** start of Stored data **

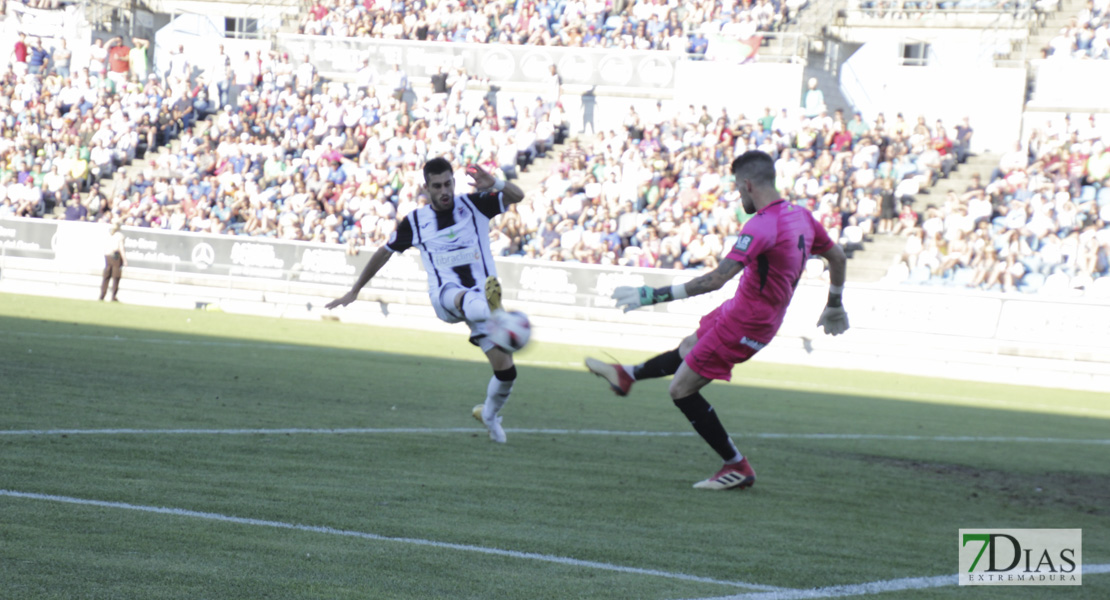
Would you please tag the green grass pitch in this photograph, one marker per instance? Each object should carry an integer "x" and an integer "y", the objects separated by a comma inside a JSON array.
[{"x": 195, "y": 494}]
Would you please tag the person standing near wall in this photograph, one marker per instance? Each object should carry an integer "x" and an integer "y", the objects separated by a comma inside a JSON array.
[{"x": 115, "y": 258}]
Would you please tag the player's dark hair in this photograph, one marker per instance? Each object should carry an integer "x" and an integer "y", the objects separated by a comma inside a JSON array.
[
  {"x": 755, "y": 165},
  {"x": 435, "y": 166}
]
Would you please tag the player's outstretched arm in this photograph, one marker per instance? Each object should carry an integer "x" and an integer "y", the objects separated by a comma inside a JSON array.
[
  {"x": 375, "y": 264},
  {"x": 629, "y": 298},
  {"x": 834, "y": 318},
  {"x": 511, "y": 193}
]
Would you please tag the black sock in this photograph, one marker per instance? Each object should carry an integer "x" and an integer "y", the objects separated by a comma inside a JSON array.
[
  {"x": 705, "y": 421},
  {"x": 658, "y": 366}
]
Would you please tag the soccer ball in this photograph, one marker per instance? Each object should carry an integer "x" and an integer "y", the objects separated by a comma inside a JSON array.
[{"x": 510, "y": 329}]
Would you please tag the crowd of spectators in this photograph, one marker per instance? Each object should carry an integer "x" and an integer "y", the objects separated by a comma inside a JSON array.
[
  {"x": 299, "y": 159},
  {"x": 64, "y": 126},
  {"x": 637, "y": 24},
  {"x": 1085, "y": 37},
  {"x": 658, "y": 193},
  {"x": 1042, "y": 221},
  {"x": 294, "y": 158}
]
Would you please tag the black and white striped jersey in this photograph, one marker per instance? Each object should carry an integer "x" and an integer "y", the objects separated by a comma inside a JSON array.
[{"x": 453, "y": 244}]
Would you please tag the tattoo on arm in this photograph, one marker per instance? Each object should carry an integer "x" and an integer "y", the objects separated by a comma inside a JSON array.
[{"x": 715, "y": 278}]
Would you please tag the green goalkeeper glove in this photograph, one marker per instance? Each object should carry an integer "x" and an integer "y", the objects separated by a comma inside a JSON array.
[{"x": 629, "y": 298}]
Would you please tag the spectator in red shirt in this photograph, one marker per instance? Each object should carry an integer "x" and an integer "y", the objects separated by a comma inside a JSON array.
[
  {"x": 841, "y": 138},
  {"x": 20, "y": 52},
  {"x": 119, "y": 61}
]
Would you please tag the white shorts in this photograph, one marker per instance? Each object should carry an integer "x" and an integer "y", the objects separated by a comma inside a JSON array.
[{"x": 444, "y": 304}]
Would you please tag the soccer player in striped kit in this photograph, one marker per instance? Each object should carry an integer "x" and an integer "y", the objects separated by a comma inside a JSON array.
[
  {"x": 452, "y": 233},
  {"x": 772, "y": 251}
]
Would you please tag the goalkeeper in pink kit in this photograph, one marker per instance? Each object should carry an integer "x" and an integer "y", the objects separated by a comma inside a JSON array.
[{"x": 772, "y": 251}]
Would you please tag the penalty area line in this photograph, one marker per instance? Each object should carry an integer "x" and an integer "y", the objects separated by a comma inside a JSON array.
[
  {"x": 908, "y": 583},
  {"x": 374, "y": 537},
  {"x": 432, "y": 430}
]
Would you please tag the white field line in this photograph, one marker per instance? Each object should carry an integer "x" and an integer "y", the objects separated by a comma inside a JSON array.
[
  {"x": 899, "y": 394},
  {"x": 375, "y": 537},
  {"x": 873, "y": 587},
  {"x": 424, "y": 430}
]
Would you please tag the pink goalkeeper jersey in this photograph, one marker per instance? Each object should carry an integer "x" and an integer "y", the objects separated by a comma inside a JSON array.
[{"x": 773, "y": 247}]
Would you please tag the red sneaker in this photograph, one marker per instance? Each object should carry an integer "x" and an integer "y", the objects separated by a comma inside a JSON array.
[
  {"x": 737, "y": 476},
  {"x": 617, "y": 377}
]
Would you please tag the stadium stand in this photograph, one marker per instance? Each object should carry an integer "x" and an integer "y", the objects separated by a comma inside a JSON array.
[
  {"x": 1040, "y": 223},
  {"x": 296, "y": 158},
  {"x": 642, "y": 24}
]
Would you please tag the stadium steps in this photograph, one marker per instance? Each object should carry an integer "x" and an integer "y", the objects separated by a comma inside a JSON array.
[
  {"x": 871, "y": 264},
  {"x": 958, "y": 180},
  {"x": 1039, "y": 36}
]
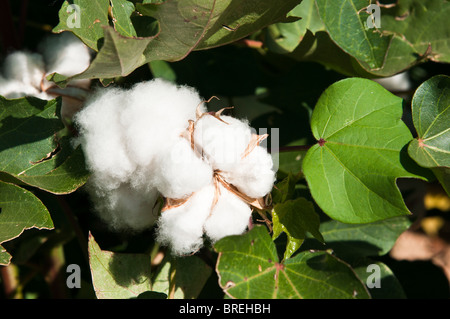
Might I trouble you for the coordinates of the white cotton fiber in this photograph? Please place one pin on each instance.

** end of Stored data **

Exercise: Beginning at the line that contains "Would you please tag the red", retype each line of the data above through the very last one. Do not retype the pictures.

Right answer:
Would you please tag the red sneaker in this photograph, one marker per instance? Each object should carry an integer "x" and an integer "y", the objects separated by a comma inside a JSON array.
[
  {"x": 737, "y": 476},
  {"x": 617, "y": 377}
]
Would you please tag the stadium stand in this photograph, one marker per instance? Each object should carry an integer "x" and an integer "y", the objects separated by a comma inside a JSON array.
[
  {"x": 1040, "y": 223},
  {"x": 296, "y": 158},
  {"x": 642, "y": 24}
]
Would you please tag the stadium steps in this photograph, one marker per instance? Each object should carry an integer "x" and an integer "y", the objects separated by a comma inside a JSON array.
[
  {"x": 871, "y": 264},
  {"x": 958, "y": 180},
  {"x": 1039, "y": 36}
]
Might I trouble you for the coordinates of the white cotton fiber in this photograph? Please place one pin on each instance.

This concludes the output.